Tasks to carry out:
A. List every town named in the walking account.
B. Please write the next part of the walking account, picking up right after its final sentence.
* START Document *
Ballo and Holt Reservoirs and over Bishop Hill

Whilst I enjoy walking along coastlines I am happiest walking in hills and across moors.  The openness and the feel of the elements is exhilarating, if you can add to that a stiff walk uphill to give the lungs and heart a good work out then that is the perfect day out.  For this reason I loved living in Taunton close to the Quantock Hills.  A good walk was always available.

When we are travelling there is always a bit of a compromise to our walking.  I would choose to be out on the hills everyday notching up fifteen to twenty miles, whereas Lynnie prefers eight to twelve mile walks with something interesting to stop and look at along the way (if there is access to quality ice cream that’s a bonus).  For this reason I have to occasionally adopt subversive tactics when planning a walk, if I mention anything over fifteen miles it is ruled out so if I have to find imaginative ways of describing a long walk with big hills.  For example we will walk by a lake and then reach a stunning viewpoint.

Over the years Lynnie has become attuned to these deceptions and has taken to looking at the map before we set off.  To double bluff I occasionally throw in a walk, which I describe fairly accurately.  So today I have promised about eight miles, or so, with a walk by a lake and a stunning view point!

The starting point for our walk is the car park between the two Lomond Hills, this is between Falkland and Leslie. Bizarrely the public toilets here are locked, we find this hard to understand, and whilst we are putting on our boots we see three people go over to try the door.  When we were in nearby Falkland a few days ago we noticed they were installing barriers at the toilets and that from July it will cost 30p to exercise a call of nature.  I assume this is all part of austerity Britain and soon people will have to resort to doing what bears do in the woods.
* END Document *
* START Given material *
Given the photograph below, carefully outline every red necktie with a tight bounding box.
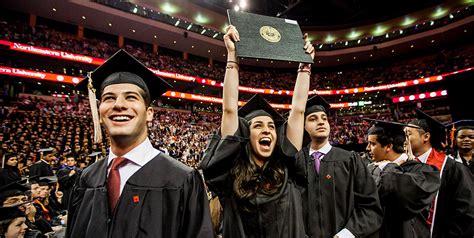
[311,151,324,174]
[107,157,128,211]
* END Given material *
Answers below:
A. Taunton, Falkland, Leslie

B.
Our walk commences by walking back to the road and turning right and following it for about three quarters of a mile until we see a sign post for Ballo Reservoir on the right.  Here we leave the road and go through a gate to enter a field and follow the path as it goes downhill crossing a couple of stiles to reach a path that leads down to the edge of the reservoir.

We turn left and walk along the side of the Ballo Reservoir, this was built in the 19th century to provide drinking water to Kirkcaldy and Dysart.

The path is well marked and leads around Balgothrie and then besides fields before heading through woods to Holt Reservoir dam.

The path follows the tarmac drive until we reach a junction.  Here the road for Holt Reservoir car park is to the right and the left leads to the main road, but we head straight on along the farm track.  This soon passes farm buildings and after passing through a gate swings around to the right with woodland on the right and then continues on to a cattle grid.  We stop to check the map as the farmer drives up the track, he winds down his window and provides helpful advice on the best route to make the most of the views.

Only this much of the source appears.